Whenever a line in the entries includes the word "each", copy that line out.

--- SOURCE DATA Enclosed Below ---

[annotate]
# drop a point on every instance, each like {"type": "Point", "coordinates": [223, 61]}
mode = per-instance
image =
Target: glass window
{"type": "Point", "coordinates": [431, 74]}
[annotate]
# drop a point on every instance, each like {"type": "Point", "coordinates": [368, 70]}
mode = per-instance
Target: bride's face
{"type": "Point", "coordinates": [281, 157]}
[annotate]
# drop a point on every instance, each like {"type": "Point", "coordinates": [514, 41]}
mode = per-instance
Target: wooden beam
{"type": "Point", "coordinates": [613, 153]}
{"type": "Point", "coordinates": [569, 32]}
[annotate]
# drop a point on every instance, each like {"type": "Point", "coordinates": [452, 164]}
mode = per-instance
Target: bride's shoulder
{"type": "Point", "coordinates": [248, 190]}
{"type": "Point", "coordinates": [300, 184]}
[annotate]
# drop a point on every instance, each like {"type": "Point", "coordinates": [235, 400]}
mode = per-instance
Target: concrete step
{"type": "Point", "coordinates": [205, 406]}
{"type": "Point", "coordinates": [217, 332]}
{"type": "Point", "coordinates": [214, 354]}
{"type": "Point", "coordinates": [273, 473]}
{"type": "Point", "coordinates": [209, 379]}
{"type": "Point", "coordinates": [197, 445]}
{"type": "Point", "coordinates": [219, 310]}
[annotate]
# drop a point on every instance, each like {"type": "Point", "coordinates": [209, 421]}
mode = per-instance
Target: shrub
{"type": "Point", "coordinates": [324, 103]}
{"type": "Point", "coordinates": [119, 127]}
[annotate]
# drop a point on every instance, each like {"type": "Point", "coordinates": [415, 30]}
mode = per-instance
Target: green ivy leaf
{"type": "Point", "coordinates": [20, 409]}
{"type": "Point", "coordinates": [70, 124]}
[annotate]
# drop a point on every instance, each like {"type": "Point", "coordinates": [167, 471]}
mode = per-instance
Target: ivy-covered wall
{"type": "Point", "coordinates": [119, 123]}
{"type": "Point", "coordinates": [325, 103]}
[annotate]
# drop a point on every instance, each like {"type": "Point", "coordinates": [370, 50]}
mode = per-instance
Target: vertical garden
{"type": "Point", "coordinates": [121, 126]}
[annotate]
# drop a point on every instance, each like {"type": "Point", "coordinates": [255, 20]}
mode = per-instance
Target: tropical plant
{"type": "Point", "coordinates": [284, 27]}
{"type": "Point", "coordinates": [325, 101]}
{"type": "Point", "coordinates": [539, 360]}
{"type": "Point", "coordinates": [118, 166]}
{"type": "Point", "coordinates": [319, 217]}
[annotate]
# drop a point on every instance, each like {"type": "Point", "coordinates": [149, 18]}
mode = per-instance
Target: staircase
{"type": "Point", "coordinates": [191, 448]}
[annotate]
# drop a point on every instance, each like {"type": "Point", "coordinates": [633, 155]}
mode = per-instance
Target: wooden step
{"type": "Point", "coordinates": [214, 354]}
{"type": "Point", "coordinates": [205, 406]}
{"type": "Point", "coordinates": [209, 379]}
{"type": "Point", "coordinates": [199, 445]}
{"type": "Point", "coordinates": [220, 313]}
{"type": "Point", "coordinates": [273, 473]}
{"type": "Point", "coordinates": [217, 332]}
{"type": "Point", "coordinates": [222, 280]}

--- End of Enclosed SOURCE DATA ---

ANSWER BOX:
# drop a point on every instance, each like {"type": "Point", "coordinates": [223, 61]}
# drop a point on every instance, each like {"type": "Point", "coordinates": [368, 70]}
# drop a point on every instance, each like {"type": "Point", "coordinates": [514, 41]}
# drop a point on every instance, each like {"type": "Point", "coordinates": [452, 164]}
# drop a point on every instance, each like {"type": "Point", "coordinates": [235, 400]}
# drop a point on every instance, each like {"type": "Point", "coordinates": [209, 421]}
# drop a point on every instance, each like {"type": "Point", "coordinates": [415, 30]}
# drop a point on every instance, each like {"type": "Point", "coordinates": [167, 471]}
# drop a point on every instance, each like {"type": "Point", "coordinates": [370, 50]}
# drop a point on every instance, each like {"type": "Point", "coordinates": [255, 20]}
# drop a point on every instance, each like {"type": "Point", "coordinates": [149, 18]}
# drop a point on every instance, each like {"type": "Point", "coordinates": [633, 155]}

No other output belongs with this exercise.